*DIRECTION*. Copy every one of the items below word for word, but leave the pictures out of your answer.

[Pointing records]
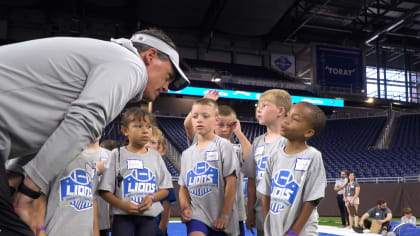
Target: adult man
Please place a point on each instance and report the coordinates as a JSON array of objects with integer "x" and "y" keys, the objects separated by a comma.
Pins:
[
  {"x": 381, "y": 213},
  {"x": 339, "y": 187},
  {"x": 57, "y": 95}
]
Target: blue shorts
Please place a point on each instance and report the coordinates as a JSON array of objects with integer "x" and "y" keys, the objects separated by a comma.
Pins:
[{"x": 196, "y": 225}]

*REPLY TO THE TASK*.
Target: adult man
Please place a point on each instance and report the coordinates as a JSON array of objects with integer "x" and "y" keys, the objects separated by a comma.
Pins:
[
  {"x": 381, "y": 213},
  {"x": 339, "y": 187},
  {"x": 57, "y": 95}
]
Target: blue shorts
Please place a point on each instance and report the coordinates as a JSON array of objects with integer "x" and "y" keys, the objects separated by a comma.
Pins:
[{"x": 196, "y": 225}]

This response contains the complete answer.